▶ [THE PROBLEM] Could you turn the lines below into a numbered list, skipping any blank lines and leaving the pictures out?

[Excerpts from a dataset on pointing at objects]

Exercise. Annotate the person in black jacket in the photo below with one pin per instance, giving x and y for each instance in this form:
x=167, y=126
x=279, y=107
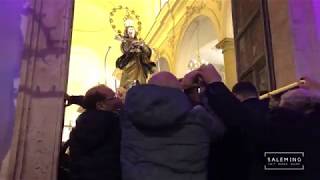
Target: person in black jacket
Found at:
x=165, y=137
x=95, y=141
x=282, y=130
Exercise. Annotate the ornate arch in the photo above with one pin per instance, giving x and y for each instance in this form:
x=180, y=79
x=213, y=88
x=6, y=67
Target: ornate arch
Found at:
x=194, y=12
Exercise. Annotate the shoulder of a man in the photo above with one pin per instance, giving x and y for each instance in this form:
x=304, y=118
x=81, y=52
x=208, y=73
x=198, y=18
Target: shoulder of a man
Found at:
x=209, y=120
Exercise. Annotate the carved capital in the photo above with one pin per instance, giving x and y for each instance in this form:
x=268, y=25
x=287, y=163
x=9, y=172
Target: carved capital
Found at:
x=226, y=44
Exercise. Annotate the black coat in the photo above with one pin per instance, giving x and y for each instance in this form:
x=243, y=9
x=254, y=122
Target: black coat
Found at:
x=164, y=137
x=232, y=150
x=280, y=130
x=95, y=146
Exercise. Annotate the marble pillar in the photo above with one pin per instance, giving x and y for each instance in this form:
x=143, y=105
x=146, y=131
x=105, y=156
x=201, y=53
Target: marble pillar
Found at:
x=227, y=46
x=43, y=78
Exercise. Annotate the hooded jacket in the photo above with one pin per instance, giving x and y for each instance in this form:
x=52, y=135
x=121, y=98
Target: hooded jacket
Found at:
x=163, y=136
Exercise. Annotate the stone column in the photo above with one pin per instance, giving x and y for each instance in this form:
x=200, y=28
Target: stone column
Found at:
x=40, y=106
x=227, y=46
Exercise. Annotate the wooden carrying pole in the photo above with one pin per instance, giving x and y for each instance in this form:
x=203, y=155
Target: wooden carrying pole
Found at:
x=282, y=89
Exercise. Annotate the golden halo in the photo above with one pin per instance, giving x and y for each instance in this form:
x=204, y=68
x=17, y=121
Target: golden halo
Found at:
x=129, y=14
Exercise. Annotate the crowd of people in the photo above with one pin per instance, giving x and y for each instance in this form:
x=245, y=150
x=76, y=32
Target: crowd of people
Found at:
x=192, y=128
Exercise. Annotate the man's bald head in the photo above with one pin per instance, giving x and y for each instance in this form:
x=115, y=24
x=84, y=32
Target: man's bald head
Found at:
x=165, y=79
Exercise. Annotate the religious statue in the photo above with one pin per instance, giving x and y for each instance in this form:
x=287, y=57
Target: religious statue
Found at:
x=135, y=62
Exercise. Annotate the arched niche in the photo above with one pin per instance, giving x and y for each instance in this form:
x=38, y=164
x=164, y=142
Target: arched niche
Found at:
x=200, y=36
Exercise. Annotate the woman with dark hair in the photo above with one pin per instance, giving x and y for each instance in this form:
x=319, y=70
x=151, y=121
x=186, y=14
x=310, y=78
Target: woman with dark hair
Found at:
x=135, y=62
x=95, y=141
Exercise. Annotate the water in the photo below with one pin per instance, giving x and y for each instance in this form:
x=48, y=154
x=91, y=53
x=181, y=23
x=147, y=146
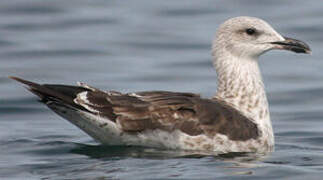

▶ [SOLUTION TO THE PROBLEM]
1. Exercise. Annotate the person in black jacket in the photo below with one pin per instance, giving x and y for each instance in this form:
2. x=167, y=126
3. x=279, y=107
4. Target: person in black jacket
5. Found at:
6. x=165, y=137
7. x=95, y=141
8. x=282, y=130
9. Exercise. Annotate the ornate arch in the photo above with one pin per instance, giving x and y for each instance in this form:
10. x=180, y=79
11. x=213, y=88
12. x=6, y=67
13. Target: ornate arch
14. Found at:
15. x=194, y=12
16. Exercise. Annotate the shoulder of a man in the photo above with one pin per instance, giving x and y for each instance in this form:
17. x=304, y=118
18. x=81, y=52
19. x=208, y=73
20. x=198, y=18
21. Target: shoulder of a man
22. Found at:
23. x=209, y=120
24. Exercise. Annotate the carved capital in the photo above with one pin per instance, giving x and y for each instance in this form:
25. x=268, y=25
26. x=287, y=163
27. x=9, y=172
28. Target: carved capital
29. Found at:
30. x=226, y=44
31. Exercise. Annotate the black coat in the photo above with one pin per instance, giving x and y for each instance in this form:
32. x=243, y=9
33. x=254, y=122
34. Target: black coat
35. Found at:
36. x=164, y=137
37. x=232, y=150
38. x=280, y=130
39. x=95, y=146
40. Exercise. Annotate the marble pillar in the photo above with one pin per instance, giving x and y for each instance in this form:
41. x=143, y=105
42. x=146, y=131
43. x=105, y=156
44. x=201, y=53
45. Target: marble pillar
46. Found at:
47. x=227, y=46
48. x=43, y=78
49. Exercise. Annotate the hooded jacket in the photo above with one pin per instance, giving x and y for each instance in this form:
50. x=52, y=135
51. x=121, y=98
52. Target: hooded jacket
53. Found at:
54. x=163, y=136
55. Exercise. Annotate the stone column in the photo above with one pin per instance, giving x and y for each instance in this form:
56. x=200, y=28
57. Target: stone column
58. Found at:
59. x=40, y=106
60. x=227, y=46
61. Exercise. Annotate the wooden carrying pole in the photo above with one pin per instance, giving x and y for each instance in this form:
62. x=203, y=155
63. Target: wooden carrying pole
64. Found at:
65. x=282, y=89
66. Exercise. Annotate the golden halo in the photo above with one pin per instance, giving x and y for each instance in this form:
67. x=204, y=68
68. x=17, y=121
69. Target: golden halo
70. Found at:
71. x=129, y=14
72. Exercise. Annotate the crowd of people in the photo above with one pin per instance, giving x and y for each instance in this form:
73. x=245, y=150
74. x=76, y=32
75. Target: crowd of people
76. Found at:
77. x=192, y=128
78. Exercise. Annotate the man's bald head in the photo above with one pin per instance, giving x and y for each instance in this form:
79. x=115, y=24
80. x=84, y=32
81. Target: man's bald head
82. Found at:
83. x=165, y=79
84. Exercise. Annotate the religious statue in the photo above with one pin per instance, giving x and y for each instance in this form:
85. x=287, y=57
86. Target: religious statue
87. Found at:
88. x=135, y=62
89. Exercise. Annotate the arched niche in the photo above with one pin per instance, giving x and y for each instance in this form:
90. x=38, y=164
91. x=164, y=142
92. Target: arched niche
93. Found at:
94. x=200, y=36
95. Exercise. Annotate the woman with dark hair in the photo above with one pin per instance, giving x and y for each instance in this form:
96. x=319, y=70
97. x=151, y=121
98. x=186, y=14
99. x=310, y=78
100. Target: woman with dark hair
101. Found at:
102. x=135, y=62
103. x=95, y=141
104. Exercise. Annotate the water in the photo below with one pin per instance, giving x and y for each instance in this form:
105. x=48, y=154
106. x=91, y=53
107. x=181, y=23
108. x=147, y=146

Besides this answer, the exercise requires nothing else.